**Die Aufgabe:** Schreibe aus dem Textauszug über Dantes Göttliche Komödie den Abschnitt wortgetreu ab, der mit den Worten beginnt, in denen „Italien war in“ steht, und mit „französischen Avignon residierten.“ schließt.

Dantes Göttliche Komödie

Quelle: Distrikt Deutschland

Von Pater Matthias Gaudron

1. Einführung

„Die göttliche Komödie“ von Dante Alighieri gehört nicht nur zur Weltliteratur, sondern ist auch ein durch und durch katholisches Werk. Sie ist eine gewaltige Dichtung, in der Dante durch die drei Reiche des Jenseits wandert: die Hölle, das Fegefeuer (den Läuterungsberg) und den Himmel. Jeder der drei Teile besteht aus 33 Gesängen, nur der Hölle ist ein einleitender Gesang vorangestellt, so dass es insgesamt genau 100 Gesänge sind. Da die Verse zu Dreizeilern (Terzinen) zusammengefasst sind, bei denen sich immer der 1. und 3. Vers reimen, während der 2. Vers sich mit dem 1. Vers der folgenden Terzine reimt, prägt die Zahl Drei das Werk, was sicherlich eine Anspielung auf die göttliche Dreifaltigkeit ist.

Wer war Dante?

Dante Alighieri wurde im Mai 1265 in Florenz geboren. Seine Familie gehörte zum Adel, lebte aber in bescheidenen Verhältnissen. Dante betätigte sich neben seiner Dichtung und Schriftstellerei auch politisch und hatte in Florenz verschiedene öffentliche Ämter inne.

Italien war in dieser Zeit durch Adelsfehden zerrissen, die zwischen Guelfen und Ghibellinen tobten. Die letzteren waren eher kaisertreu, die Guelfen mehr freiheitlich gesinnt, wobei sie sich oft auf den Papst stützten. Es ging dabei aber auch um ganz private Familienfehden. Dante war unglücklich über diese Zerrissenheit und auch darüber, dass die beiden obersten Mächte – Papst und Kaiser – ihre Aufgaben oft nicht so erfüllten, wie sie sollten. In seine Lebenszeit fallen die Pontifikate von Cölestin V. (1294) und Bonifatius VIII. (1294-1303) sowie der Beginn der sog. Babylonischen Gefangenschaft der Kirche (1308-1378), in der die Päpste im französischen Avignon residierten.

[Einträge aus einem Datensatz zur Punktbeschriftung]

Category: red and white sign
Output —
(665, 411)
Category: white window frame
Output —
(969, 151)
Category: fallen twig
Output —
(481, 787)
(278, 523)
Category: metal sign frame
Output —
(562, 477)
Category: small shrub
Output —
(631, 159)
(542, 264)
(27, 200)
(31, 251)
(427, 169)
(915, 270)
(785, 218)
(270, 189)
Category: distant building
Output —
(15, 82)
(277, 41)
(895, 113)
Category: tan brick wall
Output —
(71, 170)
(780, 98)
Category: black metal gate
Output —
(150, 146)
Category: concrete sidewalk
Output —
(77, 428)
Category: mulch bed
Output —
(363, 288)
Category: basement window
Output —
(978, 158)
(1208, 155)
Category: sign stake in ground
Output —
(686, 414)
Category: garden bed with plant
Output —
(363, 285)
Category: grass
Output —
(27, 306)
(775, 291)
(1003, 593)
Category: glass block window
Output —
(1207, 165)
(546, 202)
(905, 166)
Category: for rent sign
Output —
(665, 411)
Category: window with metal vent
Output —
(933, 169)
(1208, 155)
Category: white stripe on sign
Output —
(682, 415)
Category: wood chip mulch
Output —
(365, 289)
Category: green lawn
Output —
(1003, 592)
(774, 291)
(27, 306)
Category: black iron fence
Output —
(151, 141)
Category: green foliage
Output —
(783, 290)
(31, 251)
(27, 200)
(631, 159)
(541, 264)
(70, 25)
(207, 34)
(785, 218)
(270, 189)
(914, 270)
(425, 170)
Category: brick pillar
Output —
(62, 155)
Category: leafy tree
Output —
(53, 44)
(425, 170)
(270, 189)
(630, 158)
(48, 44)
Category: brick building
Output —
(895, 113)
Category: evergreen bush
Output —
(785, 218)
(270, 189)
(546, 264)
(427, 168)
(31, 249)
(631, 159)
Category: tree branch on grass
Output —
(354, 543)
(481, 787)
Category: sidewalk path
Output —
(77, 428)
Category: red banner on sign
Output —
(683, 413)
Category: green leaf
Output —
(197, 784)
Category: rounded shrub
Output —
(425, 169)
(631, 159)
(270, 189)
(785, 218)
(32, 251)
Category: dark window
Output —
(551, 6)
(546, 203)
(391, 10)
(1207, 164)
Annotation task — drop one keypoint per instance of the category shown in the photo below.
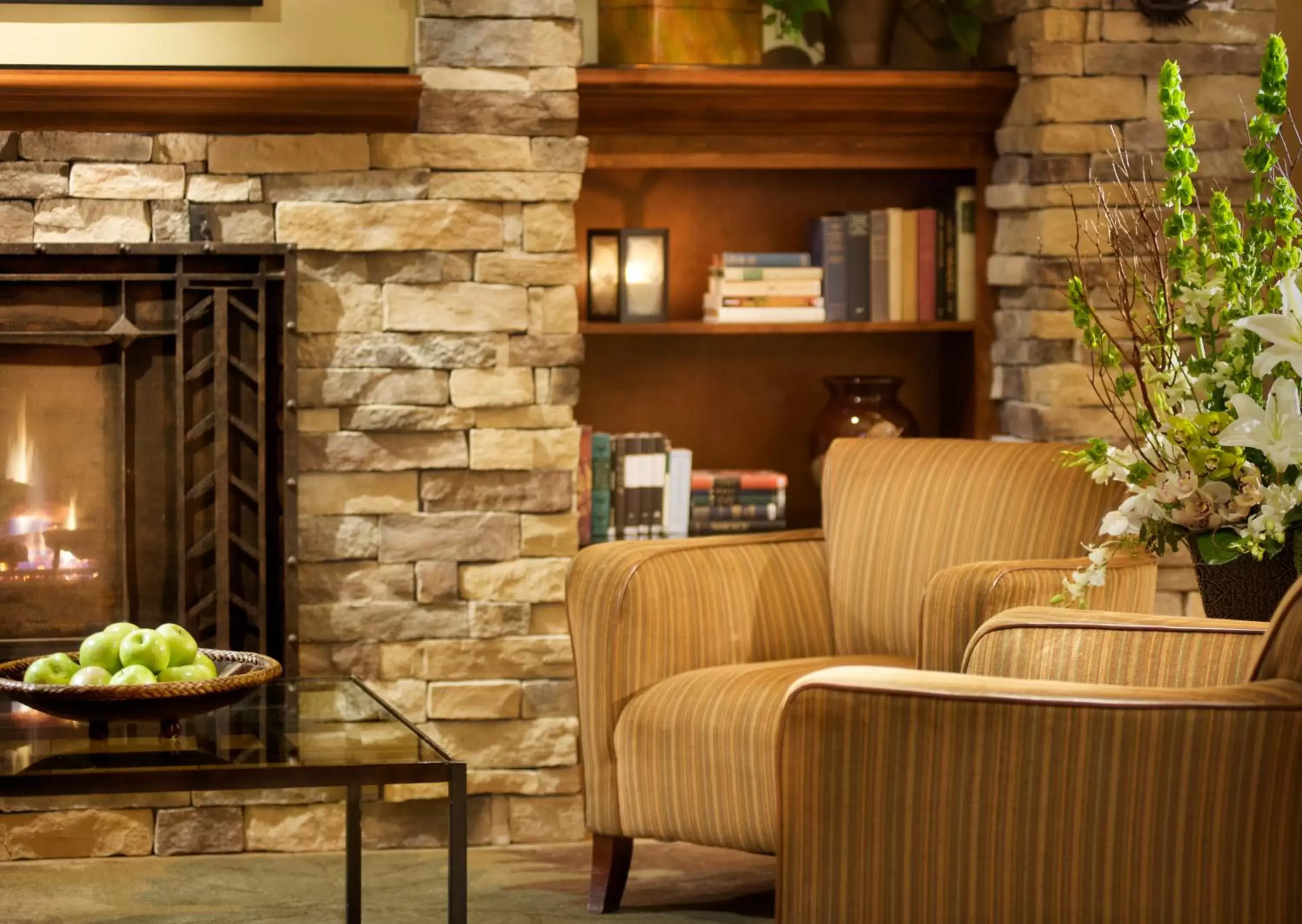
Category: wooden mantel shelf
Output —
(804, 102)
(704, 328)
(209, 101)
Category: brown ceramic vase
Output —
(1246, 589)
(861, 406)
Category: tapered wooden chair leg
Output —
(611, 859)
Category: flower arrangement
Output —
(1194, 328)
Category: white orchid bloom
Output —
(1128, 518)
(1283, 331)
(1116, 524)
(1276, 430)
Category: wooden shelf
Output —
(209, 101)
(694, 328)
(743, 159)
(774, 119)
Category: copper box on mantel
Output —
(680, 32)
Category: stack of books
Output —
(632, 486)
(737, 501)
(898, 265)
(637, 486)
(765, 289)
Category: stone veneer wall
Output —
(1089, 77)
(438, 447)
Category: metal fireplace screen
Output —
(146, 472)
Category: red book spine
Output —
(741, 481)
(927, 265)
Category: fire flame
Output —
(37, 520)
(23, 455)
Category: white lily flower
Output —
(1276, 430)
(1283, 331)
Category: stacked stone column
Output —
(1089, 81)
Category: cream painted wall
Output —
(279, 34)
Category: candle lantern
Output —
(628, 275)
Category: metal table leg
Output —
(457, 845)
(353, 857)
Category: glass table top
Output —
(286, 725)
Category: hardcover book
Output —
(730, 315)
(909, 267)
(619, 465)
(829, 253)
(927, 265)
(585, 486)
(879, 274)
(895, 262)
(805, 288)
(739, 512)
(965, 211)
(676, 517)
(757, 479)
(602, 525)
(858, 259)
(745, 259)
(766, 274)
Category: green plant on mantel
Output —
(961, 17)
(789, 15)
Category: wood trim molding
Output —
(778, 102)
(209, 101)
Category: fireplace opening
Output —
(145, 466)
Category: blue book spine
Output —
(829, 253)
(601, 487)
(741, 259)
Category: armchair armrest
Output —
(960, 599)
(937, 798)
(1146, 651)
(642, 612)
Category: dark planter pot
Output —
(865, 406)
(1246, 589)
(861, 33)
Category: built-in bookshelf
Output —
(743, 161)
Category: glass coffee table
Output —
(287, 734)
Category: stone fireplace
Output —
(142, 429)
(438, 358)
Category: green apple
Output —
(133, 676)
(101, 651)
(119, 630)
(187, 673)
(202, 660)
(145, 649)
(90, 677)
(51, 671)
(180, 643)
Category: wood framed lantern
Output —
(628, 275)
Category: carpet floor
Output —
(670, 884)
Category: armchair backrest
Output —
(895, 512)
(1280, 656)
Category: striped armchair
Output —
(1084, 768)
(685, 649)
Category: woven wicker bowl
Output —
(239, 672)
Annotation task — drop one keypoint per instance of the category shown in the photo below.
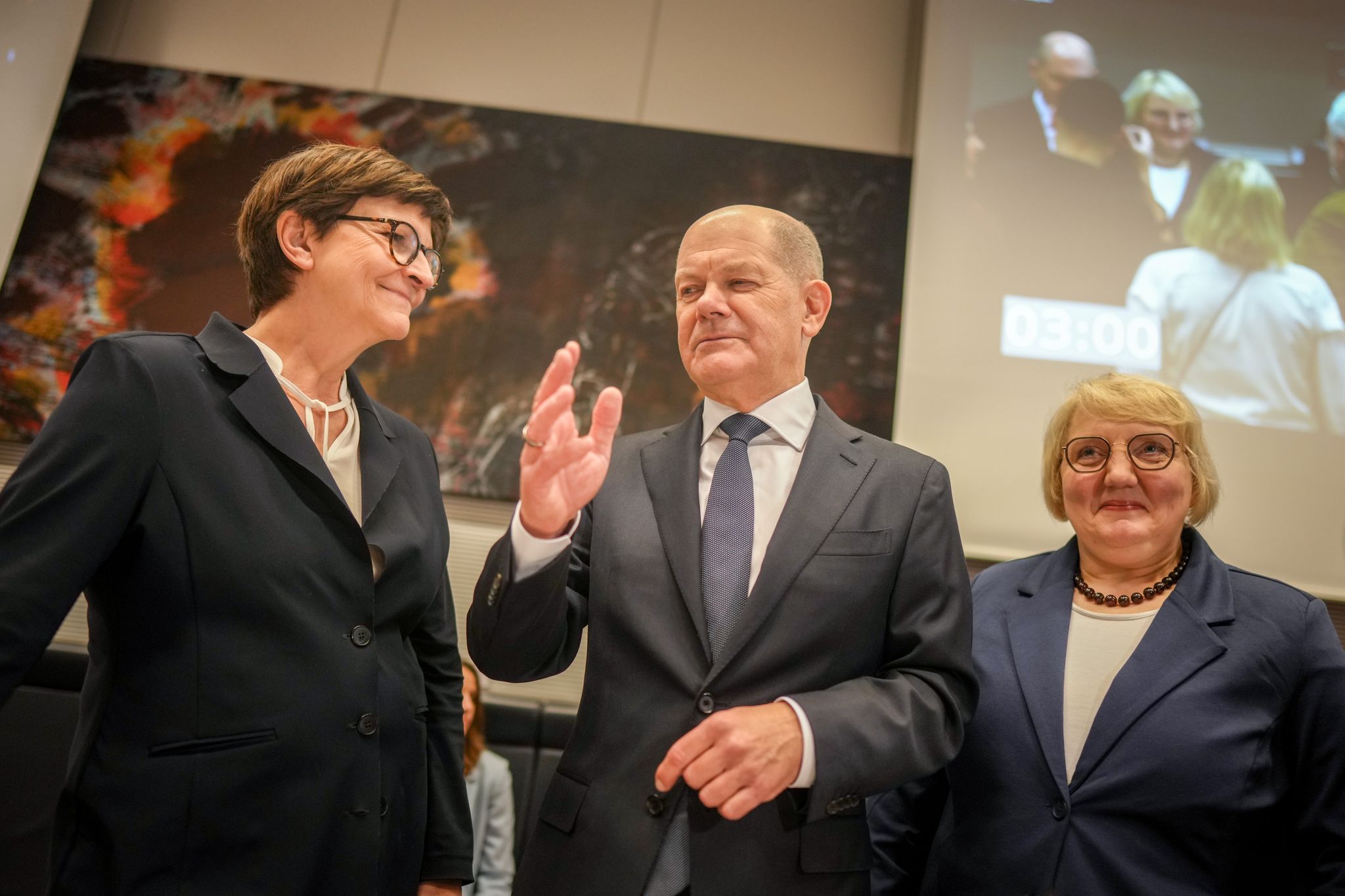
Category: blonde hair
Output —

**Das Ergebnis:**
Italien war in dieser Zeit durch Adelsfehden zerrissen, die zwischen Guelfen und Ghibellinen tobten. Die letzteren waren eher kaisertreu, die Guelfen mehr freiheitlich gesinnt, wobei sie sich oft auf den Papst stützten. Es ging dabei aber auch um ganz private Familienfehden. Dante war unglücklich über diese Zerrissenheit und auch darüber, dass die beiden obersten Mächte – Papst und Kaiser – ihre Aufgaben oft nicht so erfüllten, wie sie sollten. In seine Lebenszeit fallen die Pontifikate von Cölestin V. (1294) und Bonifatius VIII. (1294-1303) sowie der Beginn der sog. Babylonischen Gefangenschaft der Kirche (1308-1378), in der die Päpste im französischen Avignon residierten.